Please retype the lines below character for character, leaving out the pictures.

-------- Extracted information

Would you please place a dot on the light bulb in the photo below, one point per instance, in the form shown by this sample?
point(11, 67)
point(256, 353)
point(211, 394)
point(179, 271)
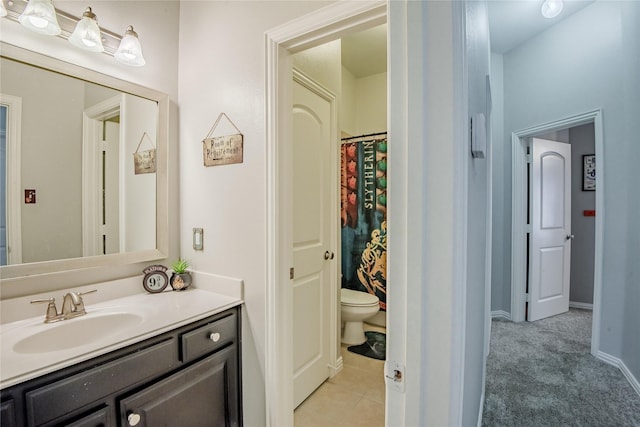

----------------

# [Result of this exercise]
Would you please place a dot on the light bulb in the photo below, one point per instance, in the form shown by this sample?
point(11, 67)
point(256, 353)
point(211, 394)
point(179, 271)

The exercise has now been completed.